KUTIPAN TEKS:
___

Faktor-faktor yang mempengaruhi cara melakukan (modus operandi) dilatarbelakangi oleh pelaksanaan kehendak dan faktor-faktor lainnya, yaitu kesempatan (opportunity) berupa kebetulan atau diciptakan; dan faktor kebutuhan (need) yang sebenarnya atau ditampilkan. Apa pun modus operandinya sebenarnya hanya ada dua jenis kejahatan perbankan, yaitu dalam bentuk error omission dan error comission.

Bentuk error omission adalah berupa pelanggaran terhadap suatu ketentuan berupa sistem dan prosedur yang seharusnya dipatuhi tetapi tidak dilaksanakan. Sedangkan bentuk error comission adalah berupa pelanggaran dalam bentuk melaksanakan sesuatu yang seharusnya tidak boleh, tetapi karena tidak tertulis dalam sistem dan prosedur tetap saja dilakukan. Kedua jenis pelanggaran itu walaupun modus operandinya sama tetapi mempunyai sanksi yang berbeda. Bentuk pelanggaran error omission selalu ada sanksi adminsitratif yang dimuat dalam ketentuan peraturan perundangan. Sementara error comission berupa sanksi yang biasanya dimuat dalam code of conduct (kode etik).

___

DATA YANG DIBERIKAN:
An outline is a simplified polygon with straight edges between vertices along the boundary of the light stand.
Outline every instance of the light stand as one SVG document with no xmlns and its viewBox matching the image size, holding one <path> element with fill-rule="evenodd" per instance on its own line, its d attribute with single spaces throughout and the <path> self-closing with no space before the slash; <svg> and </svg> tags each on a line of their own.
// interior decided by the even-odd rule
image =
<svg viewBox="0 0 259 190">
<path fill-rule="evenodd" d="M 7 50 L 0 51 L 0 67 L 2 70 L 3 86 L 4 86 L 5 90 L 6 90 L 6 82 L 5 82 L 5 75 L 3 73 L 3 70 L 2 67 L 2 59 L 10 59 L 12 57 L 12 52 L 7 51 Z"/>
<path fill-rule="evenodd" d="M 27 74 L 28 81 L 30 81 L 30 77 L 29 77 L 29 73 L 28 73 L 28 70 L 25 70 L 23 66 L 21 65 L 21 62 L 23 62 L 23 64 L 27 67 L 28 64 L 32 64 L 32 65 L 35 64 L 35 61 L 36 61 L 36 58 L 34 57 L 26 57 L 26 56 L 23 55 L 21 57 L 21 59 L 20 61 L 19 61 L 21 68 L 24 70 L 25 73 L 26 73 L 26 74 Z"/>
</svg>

___

KETENTUAN LATIHAN:
Tuliskan kembali tanpa perubahan bagian teks tentang kejahatan perbankan yang diawali dengan kata-kata yang memuat "Bentuk error omission adalah" dan diakhiri dengan "conduct (kode etik).". Baris-baris data di atas diambil dari sumber yang berbeda.

HASIL TUGAS:
Bentuk error omission adalah berupa pelanggaran terhadap suatu ketentuan berupa sistem dan prosedur yang seharusnya dipatuhi tetapi tidak dilaksanakan. Sedangkan bentuk error comission adalah berupa pelanggaran dalam bentuk melaksanakan sesuatu yang seharusnya tidak boleh, tetapi karena tidak tertulis dalam sistem dan prosedur tetap saja dilakukan. Kedua jenis pelanggaran itu walaupun modus operandinya sama tetapi mempunyai sanksi yang berbeda. Bentuk pelanggaran error omission selalu ada sanksi adminsitratif yang dimuat dalam ketentuan peraturan perundangan. Sementara error comission berupa sanksi yang biasanya dimuat dalam code of conduct (kode etik).